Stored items
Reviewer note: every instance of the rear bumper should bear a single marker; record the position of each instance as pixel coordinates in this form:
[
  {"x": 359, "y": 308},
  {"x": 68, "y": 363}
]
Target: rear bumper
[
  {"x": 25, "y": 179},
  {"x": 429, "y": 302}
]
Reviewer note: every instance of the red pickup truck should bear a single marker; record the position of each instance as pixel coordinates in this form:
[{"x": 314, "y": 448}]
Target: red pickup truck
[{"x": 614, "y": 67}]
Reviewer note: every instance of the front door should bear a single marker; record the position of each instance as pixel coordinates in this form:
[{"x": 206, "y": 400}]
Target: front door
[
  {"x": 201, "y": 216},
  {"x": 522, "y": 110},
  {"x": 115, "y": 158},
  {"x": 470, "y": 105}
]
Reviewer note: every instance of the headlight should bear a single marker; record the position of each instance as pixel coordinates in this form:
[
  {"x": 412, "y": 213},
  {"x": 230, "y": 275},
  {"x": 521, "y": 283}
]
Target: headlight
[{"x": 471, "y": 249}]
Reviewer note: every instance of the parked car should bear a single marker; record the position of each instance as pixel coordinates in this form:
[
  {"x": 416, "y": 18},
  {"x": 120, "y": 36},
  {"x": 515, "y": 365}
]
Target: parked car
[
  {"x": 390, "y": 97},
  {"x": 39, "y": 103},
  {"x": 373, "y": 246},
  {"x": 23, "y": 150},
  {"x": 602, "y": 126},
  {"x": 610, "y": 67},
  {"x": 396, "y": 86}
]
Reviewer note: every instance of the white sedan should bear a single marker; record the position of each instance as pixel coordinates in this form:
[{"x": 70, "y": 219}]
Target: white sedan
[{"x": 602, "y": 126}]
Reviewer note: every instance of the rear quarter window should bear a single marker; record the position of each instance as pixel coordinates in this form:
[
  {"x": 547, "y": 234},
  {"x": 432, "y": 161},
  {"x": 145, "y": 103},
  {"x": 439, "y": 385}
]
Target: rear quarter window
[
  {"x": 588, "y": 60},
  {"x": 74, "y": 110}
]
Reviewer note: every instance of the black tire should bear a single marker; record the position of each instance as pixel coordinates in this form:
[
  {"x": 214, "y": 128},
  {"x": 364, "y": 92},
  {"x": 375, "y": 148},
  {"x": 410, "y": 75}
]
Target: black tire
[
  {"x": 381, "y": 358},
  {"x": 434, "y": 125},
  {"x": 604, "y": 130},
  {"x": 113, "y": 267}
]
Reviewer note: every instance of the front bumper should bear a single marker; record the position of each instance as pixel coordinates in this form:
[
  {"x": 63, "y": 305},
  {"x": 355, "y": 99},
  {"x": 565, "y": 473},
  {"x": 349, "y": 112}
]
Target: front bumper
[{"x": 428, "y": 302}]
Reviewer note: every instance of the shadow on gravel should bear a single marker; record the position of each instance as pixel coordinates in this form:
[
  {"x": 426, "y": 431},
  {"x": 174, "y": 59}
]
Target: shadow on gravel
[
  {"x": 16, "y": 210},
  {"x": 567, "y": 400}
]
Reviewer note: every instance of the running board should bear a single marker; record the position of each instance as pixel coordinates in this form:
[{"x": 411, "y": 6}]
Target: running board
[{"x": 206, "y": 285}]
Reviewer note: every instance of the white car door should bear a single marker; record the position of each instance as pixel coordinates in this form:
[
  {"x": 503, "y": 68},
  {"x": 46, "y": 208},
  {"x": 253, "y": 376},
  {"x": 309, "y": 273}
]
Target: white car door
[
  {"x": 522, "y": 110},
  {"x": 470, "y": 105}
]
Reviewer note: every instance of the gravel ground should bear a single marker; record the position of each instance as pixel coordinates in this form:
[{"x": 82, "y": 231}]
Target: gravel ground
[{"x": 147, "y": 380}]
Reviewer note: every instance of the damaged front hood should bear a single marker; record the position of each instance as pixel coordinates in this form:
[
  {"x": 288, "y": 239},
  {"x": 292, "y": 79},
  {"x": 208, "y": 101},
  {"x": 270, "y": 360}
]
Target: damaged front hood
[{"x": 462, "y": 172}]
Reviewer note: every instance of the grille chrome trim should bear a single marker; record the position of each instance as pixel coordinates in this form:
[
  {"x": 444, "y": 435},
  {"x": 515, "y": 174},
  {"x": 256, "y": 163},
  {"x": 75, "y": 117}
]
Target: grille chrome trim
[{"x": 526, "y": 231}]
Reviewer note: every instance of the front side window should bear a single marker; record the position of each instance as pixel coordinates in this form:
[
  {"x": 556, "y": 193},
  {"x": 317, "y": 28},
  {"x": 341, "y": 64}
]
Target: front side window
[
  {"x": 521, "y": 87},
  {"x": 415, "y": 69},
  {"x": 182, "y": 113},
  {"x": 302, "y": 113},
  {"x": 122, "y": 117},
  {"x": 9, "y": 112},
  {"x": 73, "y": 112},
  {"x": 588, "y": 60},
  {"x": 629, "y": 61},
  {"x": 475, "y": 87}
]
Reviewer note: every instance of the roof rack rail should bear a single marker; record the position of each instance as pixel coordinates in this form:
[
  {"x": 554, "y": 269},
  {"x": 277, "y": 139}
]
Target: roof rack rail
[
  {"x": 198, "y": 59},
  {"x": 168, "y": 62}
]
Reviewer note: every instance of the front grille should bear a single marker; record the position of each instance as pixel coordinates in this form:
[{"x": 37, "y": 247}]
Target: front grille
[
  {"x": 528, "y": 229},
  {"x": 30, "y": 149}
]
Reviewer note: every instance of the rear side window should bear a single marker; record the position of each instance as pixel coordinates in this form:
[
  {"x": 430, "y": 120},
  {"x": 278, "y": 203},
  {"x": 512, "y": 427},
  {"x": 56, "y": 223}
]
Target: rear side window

What you are asked to do
Format the lines above as a JSON list of strings, one string per line and no blank lines. Begin at the line that contains "Reviewer note: every instance of the front grille" and stop after the last line of the items.

Exercise output
[
  "Reviewer note: every instance of the front grille should bear a single marker; record the position of each instance as pixel coordinates in this form:",
  "[{\"x\": 37, \"y\": 247}]",
  "Target: front grille",
  "[",
  "  {\"x\": 528, \"y\": 229},",
  "  {\"x\": 30, \"y\": 149}",
  "]",
  "Reviewer note: every instance of the rear side window should bear a single marker; record the position of each instance as pixel coordinates in this form:",
  "[",
  "  {\"x\": 430, \"y\": 120},",
  "  {\"x\": 278, \"y\": 203},",
  "  {\"x\": 512, \"y\": 427},",
  "  {\"x\": 56, \"y\": 223}",
  "]",
  "Target: rear side window"
]